_Task to complete_. Rewrite the records below, swapping "Trace" for "Outline" wherever it occurs and leaving everything else unchanged.

____

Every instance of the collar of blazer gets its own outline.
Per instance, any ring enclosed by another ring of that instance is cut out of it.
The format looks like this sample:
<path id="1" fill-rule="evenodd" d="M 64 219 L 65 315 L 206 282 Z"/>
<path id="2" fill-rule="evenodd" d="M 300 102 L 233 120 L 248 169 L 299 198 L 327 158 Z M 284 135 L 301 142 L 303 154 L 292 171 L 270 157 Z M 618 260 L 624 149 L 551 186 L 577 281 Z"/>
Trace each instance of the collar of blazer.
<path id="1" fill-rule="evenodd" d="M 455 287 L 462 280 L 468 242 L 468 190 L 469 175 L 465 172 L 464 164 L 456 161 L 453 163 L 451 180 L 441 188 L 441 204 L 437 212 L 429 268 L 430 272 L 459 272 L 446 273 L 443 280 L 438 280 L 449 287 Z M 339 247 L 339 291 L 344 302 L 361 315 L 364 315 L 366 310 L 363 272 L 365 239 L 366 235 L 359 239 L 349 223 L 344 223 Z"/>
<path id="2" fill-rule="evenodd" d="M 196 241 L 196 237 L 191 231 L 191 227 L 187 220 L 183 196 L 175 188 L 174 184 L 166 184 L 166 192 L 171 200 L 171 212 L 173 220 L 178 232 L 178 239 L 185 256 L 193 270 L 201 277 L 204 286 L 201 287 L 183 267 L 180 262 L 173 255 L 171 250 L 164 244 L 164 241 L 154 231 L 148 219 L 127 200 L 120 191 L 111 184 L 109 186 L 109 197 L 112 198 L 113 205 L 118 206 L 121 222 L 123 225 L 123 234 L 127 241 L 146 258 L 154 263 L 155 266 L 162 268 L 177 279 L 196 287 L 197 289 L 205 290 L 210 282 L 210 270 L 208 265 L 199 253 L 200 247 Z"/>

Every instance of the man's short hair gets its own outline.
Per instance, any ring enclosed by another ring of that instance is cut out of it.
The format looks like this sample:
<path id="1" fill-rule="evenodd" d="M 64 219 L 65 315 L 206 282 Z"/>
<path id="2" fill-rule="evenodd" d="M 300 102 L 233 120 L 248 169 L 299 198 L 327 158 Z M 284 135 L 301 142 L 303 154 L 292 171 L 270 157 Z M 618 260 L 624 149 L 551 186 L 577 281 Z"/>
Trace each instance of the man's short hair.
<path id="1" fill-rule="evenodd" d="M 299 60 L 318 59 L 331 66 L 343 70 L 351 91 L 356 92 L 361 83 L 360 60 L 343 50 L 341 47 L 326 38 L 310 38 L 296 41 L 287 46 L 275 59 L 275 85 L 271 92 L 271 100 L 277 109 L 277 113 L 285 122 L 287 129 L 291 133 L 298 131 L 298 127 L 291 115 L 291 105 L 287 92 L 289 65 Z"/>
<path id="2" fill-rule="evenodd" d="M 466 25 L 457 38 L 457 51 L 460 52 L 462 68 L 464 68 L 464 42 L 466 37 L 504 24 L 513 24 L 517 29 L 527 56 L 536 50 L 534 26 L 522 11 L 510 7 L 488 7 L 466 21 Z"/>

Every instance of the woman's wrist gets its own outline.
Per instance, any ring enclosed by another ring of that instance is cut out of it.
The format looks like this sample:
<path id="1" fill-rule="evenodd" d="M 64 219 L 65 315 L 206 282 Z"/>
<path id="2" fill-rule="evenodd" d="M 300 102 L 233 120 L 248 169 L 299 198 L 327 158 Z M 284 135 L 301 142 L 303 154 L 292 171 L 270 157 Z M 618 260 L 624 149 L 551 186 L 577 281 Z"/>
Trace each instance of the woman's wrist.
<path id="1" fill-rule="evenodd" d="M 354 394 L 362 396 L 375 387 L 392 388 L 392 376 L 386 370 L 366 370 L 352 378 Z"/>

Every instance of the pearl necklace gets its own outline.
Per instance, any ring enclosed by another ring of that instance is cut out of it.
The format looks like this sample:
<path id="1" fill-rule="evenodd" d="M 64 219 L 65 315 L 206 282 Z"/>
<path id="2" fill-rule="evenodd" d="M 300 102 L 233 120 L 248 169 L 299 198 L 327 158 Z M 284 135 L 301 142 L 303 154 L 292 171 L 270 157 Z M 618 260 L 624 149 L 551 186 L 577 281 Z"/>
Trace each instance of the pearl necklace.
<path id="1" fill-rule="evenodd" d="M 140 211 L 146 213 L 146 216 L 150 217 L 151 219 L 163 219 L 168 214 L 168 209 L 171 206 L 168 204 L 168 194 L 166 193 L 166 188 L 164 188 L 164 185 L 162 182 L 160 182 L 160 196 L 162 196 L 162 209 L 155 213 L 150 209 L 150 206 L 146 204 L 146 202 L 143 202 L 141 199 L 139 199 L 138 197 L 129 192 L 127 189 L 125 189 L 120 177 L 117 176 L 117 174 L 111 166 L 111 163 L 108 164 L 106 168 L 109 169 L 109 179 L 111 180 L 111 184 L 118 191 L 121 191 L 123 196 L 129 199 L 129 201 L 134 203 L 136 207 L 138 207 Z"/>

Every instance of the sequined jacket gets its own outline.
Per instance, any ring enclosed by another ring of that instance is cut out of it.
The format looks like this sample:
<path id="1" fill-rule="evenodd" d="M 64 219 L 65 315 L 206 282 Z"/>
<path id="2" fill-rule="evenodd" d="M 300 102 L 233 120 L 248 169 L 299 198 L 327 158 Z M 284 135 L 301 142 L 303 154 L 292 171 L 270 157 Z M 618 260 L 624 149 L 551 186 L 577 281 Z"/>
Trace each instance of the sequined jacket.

____

_Written answer_.
Every instance of the collar of blazer gets its own outline.
Per instance, any ring enclosed by another ring of that instance is cut out of it.
The format looks like this sample:
<path id="1" fill-rule="evenodd" d="M 64 219 L 65 315 L 206 282 Z"/>
<path id="2" fill-rule="evenodd" d="M 300 102 L 233 120 L 248 169 L 299 198 L 327 158 Z M 284 135 L 301 142 L 303 154 L 292 171 L 270 157 Z M 618 260 L 624 149 L 551 186 L 577 281 Z"/>
Outline each instance of the collar of blazer.
<path id="1" fill-rule="evenodd" d="M 455 287 L 462 280 L 468 242 L 468 190 L 469 175 L 465 172 L 464 164 L 456 161 L 453 163 L 451 180 L 441 188 L 441 204 L 437 212 L 429 268 L 430 272 L 459 272 L 446 273 L 443 280 L 438 280 L 449 287 Z M 339 247 L 339 291 L 344 302 L 361 315 L 364 315 L 366 310 L 363 272 L 365 239 L 366 235 L 359 239 L 349 223 L 344 223 Z"/>
<path id="2" fill-rule="evenodd" d="M 196 241 L 196 237 L 191 231 L 191 227 L 187 220 L 183 196 L 175 188 L 174 184 L 166 184 L 166 192 L 171 200 L 171 212 L 173 220 L 178 232 L 178 239 L 185 256 L 193 270 L 201 277 L 204 286 L 201 287 L 183 267 L 180 262 L 173 255 L 171 250 L 164 244 L 164 241 L 154 231 L 148 219 L 127 200 L 120 191 L 111 184 L 109 186 L 109 197 L 112 198 L 113 205 L 118 206 L 121 222 L 123 225 L 123 234 L 127 241 L 146 258 L 154 263 L 155 266 L 162 268 L 177 279 L 196 287 L 197 289 L 205 290 L 210 282 L 210 270 L 208 265 L 199 253 L 200 247 Z"/>

Every instance of the man's short hair gets its own outline.
Per instance, any ring enclosed by another ring of that instance is cut out of it.
The format looks like this sample:
<path id="1" fill-rule="evenodd" d="M 64 219 L 65 315 L 206 282 Z"/>
<path id="2" fill-rule="evenodd" d="M 300 102 L 233 120 L 248 169 L 299 198 L 327 158 Z M 284 135 L 301 142 L 303 154 L 292 171 L 270 157 Z M 618 260 L 624 149 L 551 186 L 577 281 Z"/>
Outline each instance of the man's short hair.
<path id="1" fill-rule="evenodd" d="M 299 60 L 318 59 L 331 66 L 343 70 L 351 91 L 356 92 L 361 83 L 360 60 L 343 50 L 341 47 L 326 38 L 310 38 L 296 41 L 287 46 L 275 59 L 275 85 L 271 92 L 271 100 L 277 109 L 277 113 L 285 122 L 287 129 L 291 133 L 298 131 L 298 127 L 291 115 L 291 105 L 287 92 L 289 65 Z"/>
<path id="2" fill-rule="evenodd" d="M 466 25 L 457 38 L 457 51 L 460 52 L 462 68 L 464 68 L 464 42 L 466 37 L 504 24 L 513 24 L 517 29 L 527 56 L 536 50 L 534 26 L 522 11 L 510 7 L 488 7 L 466 21 Z"/>

Every instance of the woman's wrist gets its own outline.
Per instance, any ring enclosed by another ring of that instance is cut out of it.
The format looks like this sample:
<path id="1" fill-rule="evenodd" d="M 64 219 L 65 315 L 206 282 Z"/>
<path id="2" fill-rule="evenodd" d="M 300 102 L 233 120 L 248 169 L 299 198 L 327 158 Z M 284 135 L 301 142 L 303 154 L 292 171 L 270 157 Z M 618 260 L 624 149 L 551 186 L 577 281 Z"/>
Outline each instance of the woman's wrist.
<path id="1" fill-rule="evenodd" d="M 354 394 L 362 396 L 375 387 L 392 388 L 392 376 L 386 370 L 366 370 L 352 378 Z"/>

Every instance of the pearl necklace gets its own outline.
Per instance, any ring enclosed by another ring of that instance is cut out of it.
The format looks like this sample:
<path id="1" fill-rule="evenodd" d="M 64 219 L 65 315 L 206 282 Z"/>
<path id="2" fill-rule="evenodd" d="M 300 102 L 233 120 L 248 169 L 299 198 L 327 158 Z M 284 135 L 301 142 L 303 154 L 292 171 L 270 157 Z M 618 260 L 624 149 L 551 186 L 577 281 Z"/>
Outline each instance of the pearl necklace.
<path id="1" fill-rule="evenodd" d="M 140 211 L 146 213 L 146 216 L 150 217 L 151 219 L 163 219 L 168 214 L 168 209 L 171 206 L 168 204 L 168 194 L 166 193 L 166 188 L 164 188 L 164 185 L 162 182 L 160 182 L 160 196 L 162 196 L 162 209 L 155 213 L 150 209 L 150 206 L 146 204 L 146 202 L 143 202 L 141 199 L 139 199 L 138 197 L 129 192 L 127 189 L 125 189 L 120 177 L 117 176 L 117 174 L 111 166 L 111 163 L 108 164 L 106 168 L 109 169 L 109 179 L 111 180 L 111 184 L 118 191 L 121 191 L 123 196 L 129 199 L 129 201 L 134 203 L 136 207 L 138 207 Z"/>

Every instance of the sequined jacket gets its own outline.
Per instance, any ring enclosed by another ring of that instance is cut out of it.
The format looks like this sample:
<path id="1" fill-rule="evenodd" d="M 64 219 L 65 315 L 206 282 Z"/>
<path id="2" fill-rule="evenodd" d="M 300 102 L 233 120 L 248 169 L 299 198 L 327 158 Z M 284 135 L 301 142 L 303 154 L 292 171 L 270 157 Z M 618 260 L 624 149 L 551 186 L 577 281 Z"/>
Outline each instance of the sequined jacket.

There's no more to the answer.